- Raw data -
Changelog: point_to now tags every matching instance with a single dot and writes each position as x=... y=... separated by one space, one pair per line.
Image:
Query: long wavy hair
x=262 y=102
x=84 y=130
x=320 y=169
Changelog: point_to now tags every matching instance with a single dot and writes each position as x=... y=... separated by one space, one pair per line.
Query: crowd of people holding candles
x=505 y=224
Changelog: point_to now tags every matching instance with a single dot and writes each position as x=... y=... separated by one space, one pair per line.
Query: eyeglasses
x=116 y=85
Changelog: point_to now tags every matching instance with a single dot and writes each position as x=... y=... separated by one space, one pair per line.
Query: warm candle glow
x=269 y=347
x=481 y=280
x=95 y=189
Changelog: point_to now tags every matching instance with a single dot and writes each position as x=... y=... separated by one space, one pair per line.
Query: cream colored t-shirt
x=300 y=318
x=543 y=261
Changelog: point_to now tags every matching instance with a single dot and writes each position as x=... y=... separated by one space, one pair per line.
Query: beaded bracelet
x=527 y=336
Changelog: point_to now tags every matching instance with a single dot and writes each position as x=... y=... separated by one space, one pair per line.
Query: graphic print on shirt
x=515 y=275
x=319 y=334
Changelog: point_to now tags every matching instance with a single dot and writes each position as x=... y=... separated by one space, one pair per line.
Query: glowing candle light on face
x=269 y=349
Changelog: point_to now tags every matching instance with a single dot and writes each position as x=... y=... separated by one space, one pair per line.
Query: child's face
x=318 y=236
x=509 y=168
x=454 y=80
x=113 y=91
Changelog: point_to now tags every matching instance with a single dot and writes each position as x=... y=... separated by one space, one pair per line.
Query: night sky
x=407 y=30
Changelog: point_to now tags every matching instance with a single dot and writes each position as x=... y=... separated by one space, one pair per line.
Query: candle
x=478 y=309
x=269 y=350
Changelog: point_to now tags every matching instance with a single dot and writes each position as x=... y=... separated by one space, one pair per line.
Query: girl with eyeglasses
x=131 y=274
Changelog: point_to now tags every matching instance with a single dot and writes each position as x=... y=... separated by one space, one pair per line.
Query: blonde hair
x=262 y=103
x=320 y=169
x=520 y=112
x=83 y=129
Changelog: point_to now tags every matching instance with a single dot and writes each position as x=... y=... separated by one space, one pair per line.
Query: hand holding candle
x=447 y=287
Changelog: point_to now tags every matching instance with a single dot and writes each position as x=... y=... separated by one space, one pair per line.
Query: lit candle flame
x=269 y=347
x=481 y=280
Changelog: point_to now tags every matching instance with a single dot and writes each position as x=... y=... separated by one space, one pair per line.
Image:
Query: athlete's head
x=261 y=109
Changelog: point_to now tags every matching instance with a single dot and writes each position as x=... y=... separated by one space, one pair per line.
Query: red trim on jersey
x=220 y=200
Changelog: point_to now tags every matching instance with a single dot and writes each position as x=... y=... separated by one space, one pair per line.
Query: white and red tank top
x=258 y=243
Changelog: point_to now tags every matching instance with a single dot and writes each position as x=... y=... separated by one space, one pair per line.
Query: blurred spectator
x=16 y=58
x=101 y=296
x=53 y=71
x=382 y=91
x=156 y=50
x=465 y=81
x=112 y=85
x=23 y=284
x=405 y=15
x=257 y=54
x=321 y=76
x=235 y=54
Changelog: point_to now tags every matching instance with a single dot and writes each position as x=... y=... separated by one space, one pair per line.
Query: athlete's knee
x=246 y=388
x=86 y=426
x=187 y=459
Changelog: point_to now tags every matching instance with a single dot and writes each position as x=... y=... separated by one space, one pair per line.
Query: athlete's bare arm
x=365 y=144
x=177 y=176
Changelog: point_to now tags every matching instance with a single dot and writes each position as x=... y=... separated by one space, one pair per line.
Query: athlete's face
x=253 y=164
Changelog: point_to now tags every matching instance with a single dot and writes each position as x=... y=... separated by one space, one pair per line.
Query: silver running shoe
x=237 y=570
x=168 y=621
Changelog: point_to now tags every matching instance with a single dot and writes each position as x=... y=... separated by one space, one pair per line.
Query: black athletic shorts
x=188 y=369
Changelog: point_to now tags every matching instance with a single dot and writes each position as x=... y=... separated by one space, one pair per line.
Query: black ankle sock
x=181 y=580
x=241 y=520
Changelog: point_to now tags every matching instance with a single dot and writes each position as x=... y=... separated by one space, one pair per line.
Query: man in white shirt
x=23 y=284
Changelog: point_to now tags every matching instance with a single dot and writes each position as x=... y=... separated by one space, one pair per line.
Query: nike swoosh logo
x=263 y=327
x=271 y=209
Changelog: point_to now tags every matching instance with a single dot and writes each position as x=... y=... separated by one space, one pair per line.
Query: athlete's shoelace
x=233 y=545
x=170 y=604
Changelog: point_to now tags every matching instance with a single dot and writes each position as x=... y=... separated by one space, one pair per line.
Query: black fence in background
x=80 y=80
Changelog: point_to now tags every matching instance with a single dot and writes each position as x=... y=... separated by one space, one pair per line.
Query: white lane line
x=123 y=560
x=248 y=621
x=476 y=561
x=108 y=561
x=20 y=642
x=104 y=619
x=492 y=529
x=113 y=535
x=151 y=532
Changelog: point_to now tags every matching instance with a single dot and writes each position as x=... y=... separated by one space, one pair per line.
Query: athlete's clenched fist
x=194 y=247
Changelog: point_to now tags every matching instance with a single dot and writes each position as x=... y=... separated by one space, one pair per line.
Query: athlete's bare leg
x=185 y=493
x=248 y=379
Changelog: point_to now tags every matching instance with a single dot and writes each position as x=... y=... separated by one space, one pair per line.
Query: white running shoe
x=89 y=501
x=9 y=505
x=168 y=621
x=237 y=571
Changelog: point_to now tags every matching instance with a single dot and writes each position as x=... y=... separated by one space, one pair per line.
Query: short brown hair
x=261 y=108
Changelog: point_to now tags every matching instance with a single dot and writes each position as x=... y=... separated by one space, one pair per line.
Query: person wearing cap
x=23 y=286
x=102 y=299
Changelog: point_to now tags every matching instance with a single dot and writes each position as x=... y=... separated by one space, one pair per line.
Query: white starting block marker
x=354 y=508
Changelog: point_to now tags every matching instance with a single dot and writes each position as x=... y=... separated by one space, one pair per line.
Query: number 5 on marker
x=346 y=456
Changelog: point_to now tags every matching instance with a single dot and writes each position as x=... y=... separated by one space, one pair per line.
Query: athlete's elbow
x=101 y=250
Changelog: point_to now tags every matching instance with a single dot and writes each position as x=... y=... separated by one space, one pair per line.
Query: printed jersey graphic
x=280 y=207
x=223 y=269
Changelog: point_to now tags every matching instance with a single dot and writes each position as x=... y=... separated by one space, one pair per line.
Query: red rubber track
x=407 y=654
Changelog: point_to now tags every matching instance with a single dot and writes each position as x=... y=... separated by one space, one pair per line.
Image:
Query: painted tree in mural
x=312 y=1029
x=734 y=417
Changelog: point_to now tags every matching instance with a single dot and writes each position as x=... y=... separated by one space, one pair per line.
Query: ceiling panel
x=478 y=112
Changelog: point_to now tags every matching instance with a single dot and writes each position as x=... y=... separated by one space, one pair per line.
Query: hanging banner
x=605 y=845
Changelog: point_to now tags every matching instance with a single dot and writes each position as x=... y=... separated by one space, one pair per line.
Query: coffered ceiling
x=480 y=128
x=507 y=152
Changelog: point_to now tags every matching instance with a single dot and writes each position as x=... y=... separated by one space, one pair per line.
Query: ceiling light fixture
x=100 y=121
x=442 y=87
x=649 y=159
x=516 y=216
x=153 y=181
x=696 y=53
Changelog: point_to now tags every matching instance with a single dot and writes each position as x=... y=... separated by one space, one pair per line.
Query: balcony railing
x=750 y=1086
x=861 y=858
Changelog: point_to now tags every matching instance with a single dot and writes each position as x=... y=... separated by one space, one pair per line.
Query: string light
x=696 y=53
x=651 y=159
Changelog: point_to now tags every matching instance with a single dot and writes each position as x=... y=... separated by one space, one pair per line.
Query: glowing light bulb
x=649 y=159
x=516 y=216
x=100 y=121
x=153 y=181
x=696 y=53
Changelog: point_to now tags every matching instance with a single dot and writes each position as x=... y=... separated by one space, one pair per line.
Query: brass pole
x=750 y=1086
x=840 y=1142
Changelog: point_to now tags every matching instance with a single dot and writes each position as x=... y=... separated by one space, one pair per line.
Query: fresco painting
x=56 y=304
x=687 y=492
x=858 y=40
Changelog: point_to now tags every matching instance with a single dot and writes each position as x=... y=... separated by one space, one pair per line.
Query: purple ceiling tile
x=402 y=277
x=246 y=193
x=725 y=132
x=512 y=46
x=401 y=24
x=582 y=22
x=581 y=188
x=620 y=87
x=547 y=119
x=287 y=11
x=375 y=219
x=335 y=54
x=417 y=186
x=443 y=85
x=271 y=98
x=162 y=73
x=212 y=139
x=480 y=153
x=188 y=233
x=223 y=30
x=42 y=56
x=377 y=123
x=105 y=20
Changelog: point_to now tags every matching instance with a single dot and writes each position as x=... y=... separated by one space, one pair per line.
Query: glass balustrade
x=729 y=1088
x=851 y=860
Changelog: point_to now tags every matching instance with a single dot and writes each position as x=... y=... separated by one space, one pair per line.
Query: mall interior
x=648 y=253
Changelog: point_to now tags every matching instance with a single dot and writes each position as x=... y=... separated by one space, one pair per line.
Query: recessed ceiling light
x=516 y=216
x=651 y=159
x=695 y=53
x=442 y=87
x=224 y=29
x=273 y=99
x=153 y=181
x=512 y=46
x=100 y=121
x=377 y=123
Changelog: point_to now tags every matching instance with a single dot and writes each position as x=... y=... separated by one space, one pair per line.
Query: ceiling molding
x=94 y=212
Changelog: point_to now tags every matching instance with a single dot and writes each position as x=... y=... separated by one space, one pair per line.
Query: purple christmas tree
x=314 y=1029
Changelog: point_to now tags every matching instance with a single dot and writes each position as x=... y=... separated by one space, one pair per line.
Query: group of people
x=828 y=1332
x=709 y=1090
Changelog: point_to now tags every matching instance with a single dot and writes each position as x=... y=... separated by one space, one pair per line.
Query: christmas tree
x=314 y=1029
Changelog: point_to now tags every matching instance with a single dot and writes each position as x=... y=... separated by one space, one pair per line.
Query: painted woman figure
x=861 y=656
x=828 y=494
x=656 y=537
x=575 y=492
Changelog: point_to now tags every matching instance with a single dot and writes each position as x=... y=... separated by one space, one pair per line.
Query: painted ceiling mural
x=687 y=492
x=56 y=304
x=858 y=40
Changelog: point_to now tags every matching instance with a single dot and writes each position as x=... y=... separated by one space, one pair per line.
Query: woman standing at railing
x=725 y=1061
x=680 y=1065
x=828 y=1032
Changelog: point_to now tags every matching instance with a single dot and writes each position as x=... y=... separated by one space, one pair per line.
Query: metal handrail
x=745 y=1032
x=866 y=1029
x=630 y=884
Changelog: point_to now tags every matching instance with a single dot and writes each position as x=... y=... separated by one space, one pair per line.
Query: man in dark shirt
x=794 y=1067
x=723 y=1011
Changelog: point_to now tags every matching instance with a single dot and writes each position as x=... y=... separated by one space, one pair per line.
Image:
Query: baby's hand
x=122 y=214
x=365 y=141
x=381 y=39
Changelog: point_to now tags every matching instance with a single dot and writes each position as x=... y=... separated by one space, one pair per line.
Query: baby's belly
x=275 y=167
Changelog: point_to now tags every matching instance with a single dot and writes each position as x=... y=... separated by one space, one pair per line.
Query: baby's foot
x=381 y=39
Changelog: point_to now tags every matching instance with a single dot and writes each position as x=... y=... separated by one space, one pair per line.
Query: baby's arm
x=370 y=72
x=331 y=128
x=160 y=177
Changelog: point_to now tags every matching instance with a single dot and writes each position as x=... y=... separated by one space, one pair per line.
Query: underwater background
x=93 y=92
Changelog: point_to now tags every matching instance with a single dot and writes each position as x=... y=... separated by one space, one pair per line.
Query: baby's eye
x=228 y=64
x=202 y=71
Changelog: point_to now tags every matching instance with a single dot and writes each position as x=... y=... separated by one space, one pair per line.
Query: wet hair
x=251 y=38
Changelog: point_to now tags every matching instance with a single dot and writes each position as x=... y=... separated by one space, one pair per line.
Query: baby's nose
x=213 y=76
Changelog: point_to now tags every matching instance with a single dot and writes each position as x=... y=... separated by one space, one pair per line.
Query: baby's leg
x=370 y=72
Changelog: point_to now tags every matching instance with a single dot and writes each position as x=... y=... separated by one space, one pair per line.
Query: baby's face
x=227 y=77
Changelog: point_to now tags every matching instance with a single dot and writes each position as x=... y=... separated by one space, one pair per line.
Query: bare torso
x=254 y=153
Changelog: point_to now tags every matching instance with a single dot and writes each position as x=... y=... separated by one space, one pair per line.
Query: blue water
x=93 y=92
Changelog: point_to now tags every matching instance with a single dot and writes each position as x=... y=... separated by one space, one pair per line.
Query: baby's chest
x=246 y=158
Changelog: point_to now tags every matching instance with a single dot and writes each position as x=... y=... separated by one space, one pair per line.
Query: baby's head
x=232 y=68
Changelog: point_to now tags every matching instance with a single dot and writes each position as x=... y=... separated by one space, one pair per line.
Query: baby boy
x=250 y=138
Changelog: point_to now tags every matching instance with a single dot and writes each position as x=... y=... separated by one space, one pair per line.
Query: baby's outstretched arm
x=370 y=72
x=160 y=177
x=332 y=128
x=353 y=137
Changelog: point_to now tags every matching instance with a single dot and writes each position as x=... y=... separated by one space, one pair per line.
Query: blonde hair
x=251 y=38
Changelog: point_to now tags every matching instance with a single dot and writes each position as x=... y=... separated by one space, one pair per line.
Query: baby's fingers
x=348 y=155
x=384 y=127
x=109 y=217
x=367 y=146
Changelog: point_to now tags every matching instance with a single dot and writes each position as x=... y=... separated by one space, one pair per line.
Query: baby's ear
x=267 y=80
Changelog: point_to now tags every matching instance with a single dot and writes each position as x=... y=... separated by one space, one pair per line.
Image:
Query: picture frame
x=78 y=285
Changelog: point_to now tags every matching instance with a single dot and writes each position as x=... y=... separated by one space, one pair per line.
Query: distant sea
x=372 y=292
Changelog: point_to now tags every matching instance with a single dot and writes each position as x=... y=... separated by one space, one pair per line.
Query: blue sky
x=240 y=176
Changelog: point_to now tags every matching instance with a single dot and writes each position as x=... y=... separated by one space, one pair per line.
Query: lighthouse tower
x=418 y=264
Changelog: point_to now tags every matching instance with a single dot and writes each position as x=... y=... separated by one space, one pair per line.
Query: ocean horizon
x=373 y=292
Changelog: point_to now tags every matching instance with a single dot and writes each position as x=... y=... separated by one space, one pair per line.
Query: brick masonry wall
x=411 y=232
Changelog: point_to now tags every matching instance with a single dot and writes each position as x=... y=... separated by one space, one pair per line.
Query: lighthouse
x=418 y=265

- Exercise details -
Reproduce word for word the part of the listing above that opens with its very first line and closes with the line containing "x=543 y=261", including both of those lines.

- Correct answer -
Changelog: point_to now tags every matching instance with a single dot and writes each position as x=... y=... separated by one space, one pair per line.
Image:
Query: long wavy hair
x=262 y=102
x=84 y=130
x=320 y=169
Changelog: point_to now tags every matching instance with a single dot and writes each position as x=... y=... separated by one space, one pair per line.
Query: crowd of people holding candles
x=505 y=224
Changelog: point_to now tags every matching instance with a single dot and writes each position as x=... y=... separated by one space, one pair per line.
Query: eyeglasses
x=116 y=85
Changelog: point_to now tags every matching instance with a single dot and writes each position as x=... y=... separated by one space, one pair per line.
Query: warm candle glow
x=269 y=347
x=481 y=280
x=95 y=189
Changelog: point_to now tags every matching instance with a single dot and writes each position as x=... y=... separated by one space, one pair per line.
Query: cream colored t-shirt
x=300 y=318
x=543 y=261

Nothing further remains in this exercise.